*WHAT THIS TASK INVOLVES:*
Which lines of the material contain the word "waterfall"? Pick out each of them and copy it in full, treating uppercase and lowercase as different.

*MATERIAL PROVIDED:*
━━━━━━
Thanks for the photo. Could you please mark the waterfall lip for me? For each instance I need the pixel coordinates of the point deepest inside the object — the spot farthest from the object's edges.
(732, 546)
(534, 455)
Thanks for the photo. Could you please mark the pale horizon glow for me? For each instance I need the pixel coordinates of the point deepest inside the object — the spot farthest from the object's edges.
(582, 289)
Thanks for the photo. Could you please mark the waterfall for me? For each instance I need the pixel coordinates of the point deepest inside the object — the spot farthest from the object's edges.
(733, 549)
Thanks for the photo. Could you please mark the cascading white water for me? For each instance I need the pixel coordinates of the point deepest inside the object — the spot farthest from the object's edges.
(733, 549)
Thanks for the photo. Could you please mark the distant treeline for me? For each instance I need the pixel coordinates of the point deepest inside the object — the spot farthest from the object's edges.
━━━━━━
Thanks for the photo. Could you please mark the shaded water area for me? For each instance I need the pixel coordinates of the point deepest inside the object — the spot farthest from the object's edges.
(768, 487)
━━━━━━
*WRITTEN ANSWER:*
Thanks for the photo. Could you please mark the waterfall lip for me? For each instance I need the pixel coordinates of the point deepest inside the object — the spot farthest from the object's edges.
Thanks for the photo. Could you please mark the waterfall for me? For each instance I need the pixel coordinates of the point deepest inside the object — the spot farthest from the object's edges.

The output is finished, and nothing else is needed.